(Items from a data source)

= = = = = = =

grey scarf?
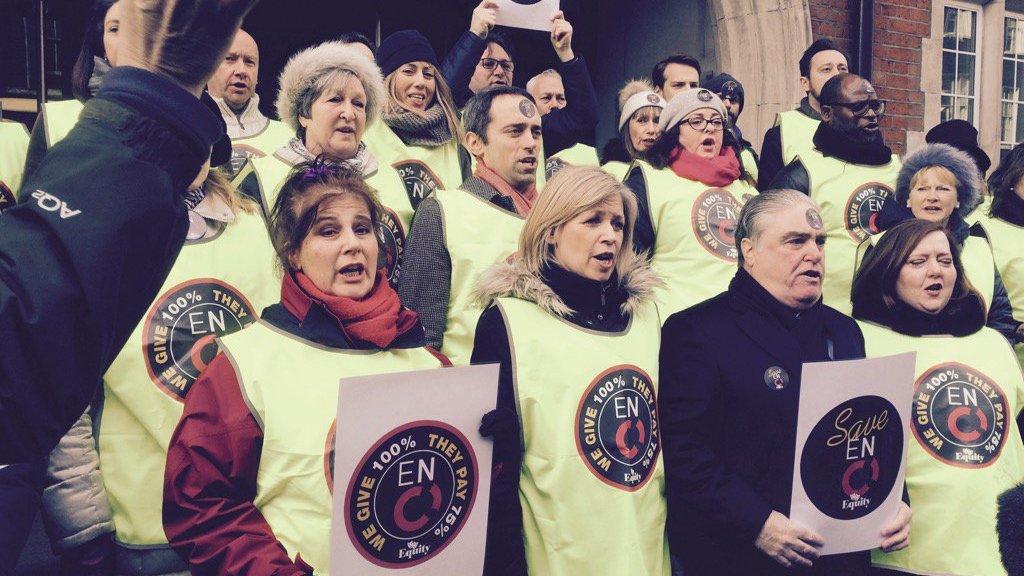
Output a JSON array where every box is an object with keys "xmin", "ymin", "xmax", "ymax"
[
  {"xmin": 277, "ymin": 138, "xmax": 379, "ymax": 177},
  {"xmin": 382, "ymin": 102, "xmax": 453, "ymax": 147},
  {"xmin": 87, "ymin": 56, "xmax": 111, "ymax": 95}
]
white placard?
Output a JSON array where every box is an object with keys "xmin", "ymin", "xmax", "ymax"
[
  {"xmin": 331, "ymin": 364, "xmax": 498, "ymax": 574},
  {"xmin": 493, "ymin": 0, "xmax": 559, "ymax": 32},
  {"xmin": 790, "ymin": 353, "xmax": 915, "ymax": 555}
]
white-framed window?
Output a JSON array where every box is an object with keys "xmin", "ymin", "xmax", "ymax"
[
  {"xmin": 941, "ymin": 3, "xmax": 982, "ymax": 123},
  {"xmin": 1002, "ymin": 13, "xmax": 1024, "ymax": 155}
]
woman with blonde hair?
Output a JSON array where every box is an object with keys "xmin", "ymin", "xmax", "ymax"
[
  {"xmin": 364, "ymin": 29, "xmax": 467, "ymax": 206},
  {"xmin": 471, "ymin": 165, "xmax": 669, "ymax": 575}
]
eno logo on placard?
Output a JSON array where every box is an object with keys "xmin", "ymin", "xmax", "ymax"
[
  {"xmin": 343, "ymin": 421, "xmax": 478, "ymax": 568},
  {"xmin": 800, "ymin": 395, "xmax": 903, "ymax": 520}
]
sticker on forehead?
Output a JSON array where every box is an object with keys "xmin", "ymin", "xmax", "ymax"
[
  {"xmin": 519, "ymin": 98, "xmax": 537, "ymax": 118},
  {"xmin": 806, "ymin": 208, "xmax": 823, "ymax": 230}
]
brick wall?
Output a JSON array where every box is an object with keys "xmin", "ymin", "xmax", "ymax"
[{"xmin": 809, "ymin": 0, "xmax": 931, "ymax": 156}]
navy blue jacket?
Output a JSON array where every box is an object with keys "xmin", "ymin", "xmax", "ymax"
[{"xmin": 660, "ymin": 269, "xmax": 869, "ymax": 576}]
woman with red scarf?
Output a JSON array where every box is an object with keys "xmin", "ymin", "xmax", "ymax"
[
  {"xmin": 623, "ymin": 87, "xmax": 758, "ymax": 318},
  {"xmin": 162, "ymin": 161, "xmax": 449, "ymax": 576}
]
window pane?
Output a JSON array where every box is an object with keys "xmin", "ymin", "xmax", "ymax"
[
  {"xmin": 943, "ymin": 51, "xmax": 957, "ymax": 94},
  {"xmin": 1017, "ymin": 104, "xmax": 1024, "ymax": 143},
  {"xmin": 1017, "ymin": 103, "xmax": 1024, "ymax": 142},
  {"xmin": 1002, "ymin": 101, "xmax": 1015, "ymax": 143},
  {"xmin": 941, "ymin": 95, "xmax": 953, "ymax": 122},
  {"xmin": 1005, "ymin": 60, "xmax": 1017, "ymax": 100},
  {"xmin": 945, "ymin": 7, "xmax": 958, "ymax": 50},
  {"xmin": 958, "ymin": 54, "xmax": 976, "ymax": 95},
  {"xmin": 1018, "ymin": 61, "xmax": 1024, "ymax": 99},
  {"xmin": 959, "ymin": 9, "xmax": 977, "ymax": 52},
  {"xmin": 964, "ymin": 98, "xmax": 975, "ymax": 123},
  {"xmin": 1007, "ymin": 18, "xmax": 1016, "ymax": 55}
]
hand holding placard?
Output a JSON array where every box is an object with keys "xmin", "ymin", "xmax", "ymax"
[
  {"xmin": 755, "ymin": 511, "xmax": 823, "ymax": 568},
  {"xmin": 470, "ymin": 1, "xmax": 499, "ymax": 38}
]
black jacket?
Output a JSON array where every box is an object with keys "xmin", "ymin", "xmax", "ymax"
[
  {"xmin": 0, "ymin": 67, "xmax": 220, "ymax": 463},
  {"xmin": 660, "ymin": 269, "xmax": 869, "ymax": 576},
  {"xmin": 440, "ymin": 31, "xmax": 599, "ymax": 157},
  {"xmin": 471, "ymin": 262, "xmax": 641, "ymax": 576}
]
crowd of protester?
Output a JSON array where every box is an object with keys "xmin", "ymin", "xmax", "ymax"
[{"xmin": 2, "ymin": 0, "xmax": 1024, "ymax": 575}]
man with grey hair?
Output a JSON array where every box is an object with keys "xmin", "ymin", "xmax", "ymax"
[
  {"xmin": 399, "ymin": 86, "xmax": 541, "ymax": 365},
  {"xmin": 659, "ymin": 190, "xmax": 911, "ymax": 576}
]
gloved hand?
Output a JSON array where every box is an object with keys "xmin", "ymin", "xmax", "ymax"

= = = = = = =

Without including any pictures, output all the entries above exactly.

#### Task solution
grey scarf?
Output a JSON array where every box is an object with keys "xmin", "ymin", "xmax", "ymax"
[
  {"xmin": 277, "ymin": 138, "xmax": 379, "ymax": 177},
  {"xmin": 382, "ymin": 102, "xmax": 453, "ymax": 147},
  {"xmin": 87, "ymin": 56, "xmax": 111, "ymax": 95}
]
white placard?
Output a JSON array where every box is an object with keys "xmin", "ymin", "xmax", "ymax"
[
  {"xmin": 331, "ymin": 364, "xmax": 498, "ymax": 574},
  {"xmin": 493, "ymin": 0, "xmax": 559, "ymax": 32},
  {"xmin": 790, "ymin": 353, "xmax": 915, "ymax": 555}
]
white-framed window?
Output a JSON array where every box is an object with keys "xmin", "ymin", "xmax", "ymax"
[
  {"xmin": 941, "ymin": 3, "xmax": 982, "ymax": 123},
  {"xmin": 1002, "ymin": 13, "xmax": 1024, "ymax": 155}
]
woman with blonde hair?
Output a JSON array where every box is an object with keys "xmin", "ymin", "xmax", "ymax"
[
  {"xmin": 364, "ymin": 29, "xmax": 467, "ymax": 206},
  {"xmin": 471, "ymin": 165, "xmax": 669, "ymax": 575}
]
eno logo on placard?
Output a JSON array where every box is an object with keys "xmin", "ymin", "xmax", "ymax"
[
  {"xmin": 343, "ymin": 421, "xmax": 478, "ymax": 568},
  {"xmin": 800, "ymin": 395, "xmax": 903, "ymax": 520}
]
sticker on forehead?
Output a JSON array where every box is an object with keys "xmin", "ymin", "xmax", "ymax"
[
  {"xmin": 519, "ymin": 98, "xmax": 537, "ymax": 118},
  {"xmin": 806, "ymin": 208, "xmax": 823, "ymax": 230}
]
brick wall?
Output a JSON array where every box is an object with keys "xmin", "ymin", "xmax", "ymax"
[{"xmin": 809, "ymin": 0, "xmax": 931, "ymax": 156}]
navy blue jacket?
Output a JSON array where every box is an object with keys "xmin", "ymin", "xmax", "ymax"
[{"xmin": 660, "ymin": 269, "xmax": 869, "ymax": 576}]
woman with red scarf?
Output a JSON array where every box is an object with keys "xmin", "ymin", "xmax", "ymax"
[
  {"xmin": 623, "ymin": 87, "xmax": 758, "ymax": 318},
  {"xmin": 162, "ymin": 161, "xmax": 449, "ymax": 576}
]
window pane?
Output a JSON array where every box is an object with keys "xmin", "ymin", "xmax", "ymax"
[
  {"xmin": 943, "ymin": 51, "xmax": 957, "ymax": 94},
  {"xmin": 1017, "ymin": 104, "xmax": 1024, "ymax": 143},
  {"xmin": 1017, "ymin": 103, "xmax": 1024, "ymax": 142},
  {"xmin": 1002, "ymin": 101, "xmax": 1015, "ymax": 143},
  {"xmin": 941, "ymin": 95, "xmax": 953, "ymax": 122},
  {"xmin": 1005, "ymin": 60, "xmax": 1017, "ymax": 100},
  {"xmin": 945, "ymin": 7, "xmax": 958, "ymax": 50},
  {"xmin": 958, "ymin": 54, "xmax": 976, "ymax": 95},
  {"xmin": 1018, "ymin": 61, "xmax": 1024, "ymax": 99},
  {"xmin": 959, "ymin": 9, "xmax": 977, "ymax": 52},
  {"xmin": 964, "ymin": 98, "xmax": 975, "ymax": 123},
  {"xmin": 1007, "ymin": 18, "xmax": 1016, "ymax": 55}
]
hand holding placard?
Output a JSON array where every box is an object with keys "xmin", "ymin", "xmax", "ymax"
[
  {"xmin": 755, "ymin": 511, "xmax": 823, "ymax": 568},
  {"xmin": 470, "ymin": 1, "xmax": 499, "ymax": 38}
]
black jacket?
Output a JSON array where every box is an object with keys "xmin", "ymin", "xmax", "ymax"
[
  {"xmin": 0, "ymin": 67, "xmax": 220, "ymax": 463},
  {"xmin": 660, "ymin": 269, "xmax": 869, "ymax": 576},
  {"xmin": 440, "ymin": 31, "xmax": 599, "ymax": 157},
  {"xmin": 471, "ymin": 262, "xmax": 641, "ymax": 576}
]
crowd of protester?
Output a JSON array where every box is an object with keys "xmin", "ymin", "xmax", "ymax"
[{"xmin": 2, "ymin": 0, "xmax": 1024, "ymax": 575}]
man with grey hair?
Output a JSON array where every box is an object with keys "xmin", "ymin", "xmax", "ymax"
[
  {"xmin": 399, "ymin": 86, "xmax": 541, "ymax": 365},
  {"xmin": 659, "ymin": 190, "xmax": 911, "ymax": 576}
]
gloved hand?
Output a JSON array where every box is an object with keys "xmin", "ymin", "xmax", "ymax"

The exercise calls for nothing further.